Return all of the data below word for word, with every line kept unchanged.

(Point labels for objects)
────
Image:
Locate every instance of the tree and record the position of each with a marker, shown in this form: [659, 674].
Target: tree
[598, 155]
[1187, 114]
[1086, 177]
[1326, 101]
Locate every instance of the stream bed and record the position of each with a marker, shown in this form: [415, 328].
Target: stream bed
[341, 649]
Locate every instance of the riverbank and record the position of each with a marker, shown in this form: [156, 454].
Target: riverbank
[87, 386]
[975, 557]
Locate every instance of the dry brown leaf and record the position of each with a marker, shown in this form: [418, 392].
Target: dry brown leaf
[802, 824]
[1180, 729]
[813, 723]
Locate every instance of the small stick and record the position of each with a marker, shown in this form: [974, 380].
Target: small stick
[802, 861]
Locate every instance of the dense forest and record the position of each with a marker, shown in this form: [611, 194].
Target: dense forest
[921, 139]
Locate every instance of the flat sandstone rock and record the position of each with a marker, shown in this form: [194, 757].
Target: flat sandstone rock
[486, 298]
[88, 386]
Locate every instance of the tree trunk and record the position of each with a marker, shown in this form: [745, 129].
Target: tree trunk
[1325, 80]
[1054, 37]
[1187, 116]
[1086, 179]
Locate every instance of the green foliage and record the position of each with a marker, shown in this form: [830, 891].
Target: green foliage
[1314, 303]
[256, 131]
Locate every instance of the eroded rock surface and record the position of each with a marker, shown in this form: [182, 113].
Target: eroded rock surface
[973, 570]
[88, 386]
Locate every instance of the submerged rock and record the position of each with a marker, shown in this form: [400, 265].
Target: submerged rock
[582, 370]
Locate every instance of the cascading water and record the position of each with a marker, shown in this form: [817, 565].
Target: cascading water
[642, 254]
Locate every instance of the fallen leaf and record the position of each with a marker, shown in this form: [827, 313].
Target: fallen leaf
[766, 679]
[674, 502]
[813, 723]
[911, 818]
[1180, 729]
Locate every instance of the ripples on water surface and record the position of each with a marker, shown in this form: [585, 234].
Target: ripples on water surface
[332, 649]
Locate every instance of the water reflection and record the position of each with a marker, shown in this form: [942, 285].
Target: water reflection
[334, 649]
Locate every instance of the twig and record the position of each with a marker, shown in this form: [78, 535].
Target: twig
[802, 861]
────
▶ **Answer to the problem**:
Image:
Locate every instance of the tree and record the position of each with a marker, shown in this form: [659, 674].
Target: tree
[598, 155]
[1187, 114]
[1086, 177]
[1326, 101]
Locate every instance of the stream bed and record the position of each with a marker, shown in this form: [415, 328].
Target: stream bed
[341, 649]
Locate every instance of the riverbank and record the position of each with a marker, shown in this form: [156, 454].
Target: riverbank
[87, 386]
[975, 557]
Locate every instance of the dry brown leaf and record the position of each with a marker, shown in this form: [418, 392].
Target: dry brown leaf
[802, 824]
[1180, 729]
[813, 723]
Locate every instance of the small stick and record the position of each with a marker, shown in this form: [974, 380].
Target: small stick
[802, 861]
Locate every instance of the dense forest and record the position of each with a marker, shown in this form: [611, 194].
Target: dense forest
[921, 139]
Locate every instance of the flat sandstone rock and record the position of each with a marker, shown in this form: [194, 757].
Target: flat sandstone rock
[486, 298]
[88, 386]
Locate every instance of the tree trunk and record the position of each with a marker, shown in this form: [745, 129].
Target: tree trunk
[1325, 80]
[1054, 37]
[1187, 116]
[1086, 179]
Locate every instance of the green foliage and record the position of each with a marker, shown in this form: [830, 891].
Target: green foliage
[1314, 303]
[256, 131]
Locate every instance of the eroded rock surface and record the position of each with a marker, shown in this form: [182, 113].
Target: eroded rock surface
[973, 570]
[88, 386]
Locate every instance of the submerged rock and record the position of each with a marker, shown in this form: [400, 265].
Target: submerged rock
[582, 370]
Locate every instance of the cascading water and record the position of each with a marker, shown in this form: [817, 565].
Target: cascading water
[642, 254]
Locate every instance of the fallen leaf and record the position of each with a marker, shown in this form: [827, 313].
Target: fallen leaf
[766, 679]
[674, 502]
[813, 723]
[911, 818]
[1180, 729]
Locate every instance of the ripples on water surface and record the position of each with a marker, shown in this form: [585, 234].
Target: ripples on water surface
[332, 649]
Locate every instance of the water reflection and record the position of each with a marker, shown in this form: [942, 285].
Target: water reflection
[334, 649]
Locate every instance of the twig and record the position of each with a marker, shown in this form: [78, 535].
Target: twig
[802, 861]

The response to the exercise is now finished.